SHORT EXERCISE: Which lines in the material below contain the word "mirror"? Select each such line and copy it out, treating uppercase and lowercase as different.

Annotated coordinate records
_ _ _ _ _ _ _
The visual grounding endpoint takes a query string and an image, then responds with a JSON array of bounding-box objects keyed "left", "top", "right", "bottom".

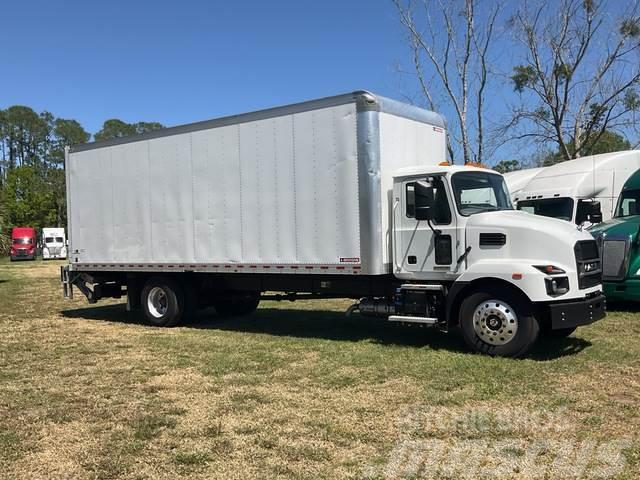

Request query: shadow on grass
[
  {"left": 607, "top": 300, "right": 640, "bottom": 313},
  {"left": 62, "top": 304, "right": 591, "bottom": 361}
]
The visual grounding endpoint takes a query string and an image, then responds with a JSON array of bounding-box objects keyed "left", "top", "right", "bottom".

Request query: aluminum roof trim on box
[{"left": 69, "top": 90, "right": 446, "bottom": 153}]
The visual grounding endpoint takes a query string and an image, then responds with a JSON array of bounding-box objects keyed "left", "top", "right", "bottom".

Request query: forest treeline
[{"left": 0, "top": 105, "right": 164, "bottom": 252}]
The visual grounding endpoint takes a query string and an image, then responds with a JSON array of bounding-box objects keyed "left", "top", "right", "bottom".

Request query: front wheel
[
  {"left": 460, "top": 291, "right": 540, "bottom": 357},
  {"left": 213, "top": 292, "right": 260, "bottom": 317}
]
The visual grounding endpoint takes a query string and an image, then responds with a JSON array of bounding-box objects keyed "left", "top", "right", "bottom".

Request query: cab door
[{"left": 393, "top": 175, "right": 460, "bottom": 279}]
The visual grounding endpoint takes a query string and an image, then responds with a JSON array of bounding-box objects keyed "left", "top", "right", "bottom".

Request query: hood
[
  {"left": 466, "top": 210, "right": 593, "bottom": 270},
  {"left": 589, "top": 215, "right": 640, "bottom": 237}
]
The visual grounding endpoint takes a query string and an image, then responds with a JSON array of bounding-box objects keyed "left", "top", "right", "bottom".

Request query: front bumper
[
  {"left": 602, "top": 278, "right": 640, "bottom": 302},
  {"left": 548, "top": 294, "right": 607, "bottom": 330}
]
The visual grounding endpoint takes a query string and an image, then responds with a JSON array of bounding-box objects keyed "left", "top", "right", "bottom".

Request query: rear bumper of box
[{"left": 547, "top": 294, "right": 607, "bottom": 330}]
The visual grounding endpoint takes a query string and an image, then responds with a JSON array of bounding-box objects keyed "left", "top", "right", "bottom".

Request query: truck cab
[
  {"left": 589, "top": 171, "right": 640, "bottom": 302},
  {"left": 11, "top": 227, "right": 37, "bottom": 262},
  {"left": 393, "top": 166, "right": 605, "bottom": 356},
  {"left": 42, "top": 228, "right": 67, "bottom": 260}
]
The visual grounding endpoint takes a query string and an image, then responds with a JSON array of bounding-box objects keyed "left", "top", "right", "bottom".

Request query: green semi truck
[{"left": 589, "top": 170, "right": 640, "bottom": 301}]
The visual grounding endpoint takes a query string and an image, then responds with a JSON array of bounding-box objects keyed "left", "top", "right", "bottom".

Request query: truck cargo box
[{"left": 66, "top": 91, "right": 446, "bottom": 275}]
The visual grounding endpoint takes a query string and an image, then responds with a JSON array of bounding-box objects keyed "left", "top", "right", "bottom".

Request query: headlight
[
  {"left": 580, "top": 260, "right": 600, "bottom": 273},
  {"left": 544, "top": 277, "right": 569, "bottom": 297}
]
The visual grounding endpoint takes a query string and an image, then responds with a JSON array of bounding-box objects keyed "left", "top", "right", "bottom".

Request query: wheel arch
[{"left": 446, "top": 277, "right": 534, "bottom": 327}]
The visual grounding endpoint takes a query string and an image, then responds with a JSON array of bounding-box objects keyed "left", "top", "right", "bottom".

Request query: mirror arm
[{"left": 427, "top": 219, "right": 442, "bottom": 237}]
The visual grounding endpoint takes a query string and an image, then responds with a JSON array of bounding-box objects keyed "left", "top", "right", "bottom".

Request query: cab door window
[{"left": 405, "top": 177, "right": 451, "bottom": 225}]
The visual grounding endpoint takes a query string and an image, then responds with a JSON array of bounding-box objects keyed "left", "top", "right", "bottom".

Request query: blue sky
[
  {"left": 0, "top": 0, "right": 623, "bottom": 164},
  {"left": 0, "top": 0, "right": 406, "bottom": 133}
]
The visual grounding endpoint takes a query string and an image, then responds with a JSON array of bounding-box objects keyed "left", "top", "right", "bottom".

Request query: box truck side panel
[{"left": 69, "top": 103, "right": 360, "bottom": 273}]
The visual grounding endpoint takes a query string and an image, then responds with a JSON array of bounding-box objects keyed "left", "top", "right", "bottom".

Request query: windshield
[
  {"left": 615, "top": 190, "right": 640, "bottom": 217},
  {"left": 518, "top": 197, "right": 573, "bottom": 222},
  {"left": 44, "top": 237, "right": 63, "bottom": 243},
  {"left": 451, "top": 172, "right": 513, "bottom": 216},
  {"left": 13, "top": 237, "right": 31, "bottom": 245}
]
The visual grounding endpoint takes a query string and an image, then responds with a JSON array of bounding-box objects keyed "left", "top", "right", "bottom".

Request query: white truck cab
[
  {"left": 384, "top": 166, "right": 605, "bottom": 356},
  {"left": 42, "top": 228, "right": 67, "bottom": 260}
]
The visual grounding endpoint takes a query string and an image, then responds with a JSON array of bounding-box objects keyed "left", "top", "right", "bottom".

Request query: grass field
[{"left": 0, "top": 260, "right": 640, "bottom": 479}]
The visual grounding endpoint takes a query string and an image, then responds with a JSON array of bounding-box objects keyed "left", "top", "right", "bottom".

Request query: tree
[
  {"left": 505, "top": 0, "right": 640, "bottom": 160},
  {"left": 50, "top": 118, "right": 91, "bottom": 165},
  {"left": 133, "top": 122, "right": 164, "bottom": 134},
  {"left": 0, "top": 105, "right": 52, "bottom": 170},
  {"left": 94, "top": 118, "right": 164, "bottom": 141},
  {"left": 493, "top": 160, "right": 522, "bottom": 173},
  {"left": 393, "top": 0, "right": 500, "bottom": 164}
]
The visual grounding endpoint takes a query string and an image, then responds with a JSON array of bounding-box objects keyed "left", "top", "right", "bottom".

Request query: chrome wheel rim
[
  {"left": 473, "top": 299, "right": 518, "bottom": 345},
  {"left": 147, "top": 287, "right": 169, "bottom": 318}
]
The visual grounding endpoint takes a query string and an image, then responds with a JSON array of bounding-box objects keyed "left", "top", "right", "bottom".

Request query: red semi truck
[{"left": 11, "top": 227, "right": 36, "bottom": 262}]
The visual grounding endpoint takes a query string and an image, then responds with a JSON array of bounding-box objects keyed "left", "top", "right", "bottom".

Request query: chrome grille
[{"left": 602, "top": 239, "right": 628, "bottom": 280}]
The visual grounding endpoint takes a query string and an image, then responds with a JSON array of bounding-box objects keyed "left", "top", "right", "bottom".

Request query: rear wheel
[
  {"left": 140, "top": 277, "right": 185, "bottom": 327},
  {"left": 213, "top": 292, "right": 260, "bottom": 317},
  {"left": 542, "top": 327, "right": 578, "bottom": 338},
  {"left": 460, "top": 291, "right": 540, "bottom": 357}
]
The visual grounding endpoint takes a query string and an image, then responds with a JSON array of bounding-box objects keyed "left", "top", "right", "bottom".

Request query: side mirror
[
  {"left": 414, "top": 181, "right": 435, "bottom": 220},
  {"left": 587, "top": 202, "right": 602, "bottom": 223}
]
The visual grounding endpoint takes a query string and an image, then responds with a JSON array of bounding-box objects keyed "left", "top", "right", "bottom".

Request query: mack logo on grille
[
  {"left": 340, "top": 257, "right": 360, "bottom": 263},
  {"left": 480, "top": 233, "right": 507, "bottom": 246}
]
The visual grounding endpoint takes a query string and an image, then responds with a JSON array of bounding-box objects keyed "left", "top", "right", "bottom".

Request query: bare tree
[
  {"left": 504, "top": 0, "right": 640, "bottom": 160},
  {"left": 393, "top": 0, "right": 500, "bottom": 163}
]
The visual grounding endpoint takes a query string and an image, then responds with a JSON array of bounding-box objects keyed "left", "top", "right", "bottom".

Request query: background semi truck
[
  {"left": 62, "top": 91, "right": 605, "bottom": 356},
  {"left": 590, "top": 171, "right": 640, "bottom": 302},
  {"left": 11, "top": 227, "right": 37, "bottom": 262},
  {"left": 512, "top": 150, "right": 640, "bottom": 225},
  {"left": 42, "top": 227, "right": 67, "bottom": 260}
]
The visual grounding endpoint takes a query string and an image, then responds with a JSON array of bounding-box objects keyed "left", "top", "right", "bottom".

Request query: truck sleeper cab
[
  {"left": 42, "top": 228, "right": 67, "bottom": 260},
  {"left": 589, "top": 171, "right": 640, "bottom": 302},
  {"left": 62, "top": 91, "right": 605, "bottom": 356},
  {"left": 509, "top": 150, "right": 640, "bottom": 226},
  {"left": 10, "top": 227, "right": 37, "bottom": 262}
]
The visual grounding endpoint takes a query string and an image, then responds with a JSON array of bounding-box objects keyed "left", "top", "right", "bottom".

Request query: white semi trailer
[
  {"left": 504, "top": 167, "right": 546, "bottom": 204},
  {"left": 507, "top": 150, "right": 640, "bottom": 226},
  {"left": 62, "top": 91, "right": 605, "bottom": 356}
]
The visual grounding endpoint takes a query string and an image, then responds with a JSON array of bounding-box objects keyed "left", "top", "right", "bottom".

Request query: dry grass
[{"left": 0, "top": 261, "right": 640, "bottom": 479}]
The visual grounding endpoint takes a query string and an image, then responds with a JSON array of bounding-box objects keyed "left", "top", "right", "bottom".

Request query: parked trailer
[
  {"left": 504, "top": 167, "right": 545, "bottom": 204},
  {"left": 62, "top": 91, "right": 605, "bottom": 356},
  {"left": 42, "top": 227, "right": 67, "bottom": 260},
  {"left": 514, "top": 150, "right": 640, "bottom": 226}
]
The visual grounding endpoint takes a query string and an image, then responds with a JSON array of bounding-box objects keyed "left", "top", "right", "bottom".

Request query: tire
[
  {"left": 140, "top": 277, "right": 185, "bottom": 327},
  {"left": 213, "top": 292, "right": 260, "bottom": 317},
  {"left": 542, "top": 327, "right": 578, "bottom": 338},
  {"left": 459, "top": 290, "right": 540, "bottom": 358}
]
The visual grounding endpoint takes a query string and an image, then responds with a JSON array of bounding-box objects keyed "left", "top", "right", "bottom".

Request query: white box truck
[
  {"left": 42, "top": 227, "right": 67, "bottom": 260},
  {"left": 504, "top": 167, "right": 546, "bottom": 204},
  {"left": 507, "top": 150, "right": 640, "bottom": 227},
  {"left": 62, "top": 91, "right": 605, "bottom": 356}
]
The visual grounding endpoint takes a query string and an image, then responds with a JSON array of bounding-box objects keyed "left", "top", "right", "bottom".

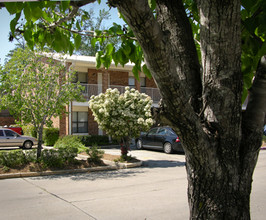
_ _ _ _ _ _ _
WRITTEN RESPONSE:
Request query: mirror arm
Request query: side mirror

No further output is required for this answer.